*** Input for this task ***

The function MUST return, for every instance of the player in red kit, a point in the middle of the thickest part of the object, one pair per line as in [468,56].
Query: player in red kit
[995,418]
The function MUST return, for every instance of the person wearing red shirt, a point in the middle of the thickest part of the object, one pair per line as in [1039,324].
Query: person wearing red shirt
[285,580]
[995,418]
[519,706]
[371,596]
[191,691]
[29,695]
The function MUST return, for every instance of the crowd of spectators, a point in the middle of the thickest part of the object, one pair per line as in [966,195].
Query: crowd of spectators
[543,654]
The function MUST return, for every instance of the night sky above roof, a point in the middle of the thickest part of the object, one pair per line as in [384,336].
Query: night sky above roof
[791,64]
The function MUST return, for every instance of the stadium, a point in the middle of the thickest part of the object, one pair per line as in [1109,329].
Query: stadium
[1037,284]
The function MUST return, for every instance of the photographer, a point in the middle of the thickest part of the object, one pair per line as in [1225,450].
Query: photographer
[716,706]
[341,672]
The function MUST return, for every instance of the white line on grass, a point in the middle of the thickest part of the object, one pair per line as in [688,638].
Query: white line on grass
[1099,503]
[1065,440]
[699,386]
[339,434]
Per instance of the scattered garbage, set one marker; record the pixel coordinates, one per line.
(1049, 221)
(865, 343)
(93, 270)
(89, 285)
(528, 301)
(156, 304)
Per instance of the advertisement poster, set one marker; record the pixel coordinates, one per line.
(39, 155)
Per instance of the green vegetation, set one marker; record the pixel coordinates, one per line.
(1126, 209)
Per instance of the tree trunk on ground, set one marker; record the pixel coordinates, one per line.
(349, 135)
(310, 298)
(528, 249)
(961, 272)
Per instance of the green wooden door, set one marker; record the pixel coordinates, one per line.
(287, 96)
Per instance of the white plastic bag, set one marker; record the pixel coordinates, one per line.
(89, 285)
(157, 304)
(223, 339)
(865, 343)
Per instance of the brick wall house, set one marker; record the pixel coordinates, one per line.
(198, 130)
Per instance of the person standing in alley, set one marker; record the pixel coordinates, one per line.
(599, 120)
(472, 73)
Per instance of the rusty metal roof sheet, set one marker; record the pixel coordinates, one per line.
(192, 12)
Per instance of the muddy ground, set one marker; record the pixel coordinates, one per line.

*** End of Input for this task ***

What this task involves:
Exactly as they appear above, write out all of the lines.

Task response:
The function MUST return, for every instance of the player in red kit, a point in the middle of the thickest part of the object, one pair per line as in [468,56].
Query: player in red kit
[995,418]
The function MUST return, for every instance of the person wearing red shirt, a point in the middle of the thickest part of the object, one pair per line as in [1039,324].
Query: person wearing red shirt
[285,580]
[995,418]
[519,706]
[371,596]
[191,691]
[29,695]
The function MUST return, for every instance of the crowd of spectators, a point in the middle of the thickest part of the object, one pair per line as in [966,195].
Query: crowd of spectators
[543,654]
The function MUST return, for every instance of the night sky above roof, a point in the middle of the thickest part of the object, one pair per line as in [384,336].
Query: night sky above roof
[791,64]
The function MUST return, for every instance of the stadium, a point in the middle of the thickest part of the object, one pair per line as in [1109,329].
Query: stadium
[1037,284]
The function MUST return, for every instance of the photographer, a point in the middle of the thickest part of the object, one pair per line as in [1225,450].
Query: photographer
[716,706]
[341,672]
The function MUST return, for every instance of the white line on grass, a point in the middle of the thickest part of the object, one pair per line as in [688,638].
Query: white line on grass
[1099,503]
[1065,440]
[699,386]
[339,434]
Per instance of the scattered garbage, set one marker; record the pixel coordinates, one per line.
(1049, 221)
(865, 343)
(93, 270)
(89, 285)
(528, 301)
(156, 304)
Per instance of the advertisement poster, set one marker; record the pixel coordinates, one per line.
(39, 155)
Per instance of the green vegetation, set one marker; record the pixel coordinates, one per line.
(1126, 209)
Per instance of the tree trunk on ground, set one marker; record the pixel coordinates, one per line.
(349, 135)
(310, 298)
(528, 249)
(961, 272)
Per instance of the green wooden door, set one marker; record the pixel coordinates, one per line.
(287, 96)
Per instance of the white plastic bag, set one marker; record the pixel coordinates, one per line.
(89, 285)
(157, 304)
(223, 339)
(865, 343)
Per instance of the brick wall house, set one marker; record the pixel coordinates, one per line.
(198, 130)
Per instance of the person standing in alley, set one marker; record the pixel coordinates, one per line.
(599, 120)
(472, 73)
Per instance of the rusty metal roof sheet, set one marker; record the pixel coordinates, one per line.
(192, 12)
Per instance of the muddy ground, set one marker; record the pixel coordinates, one per line.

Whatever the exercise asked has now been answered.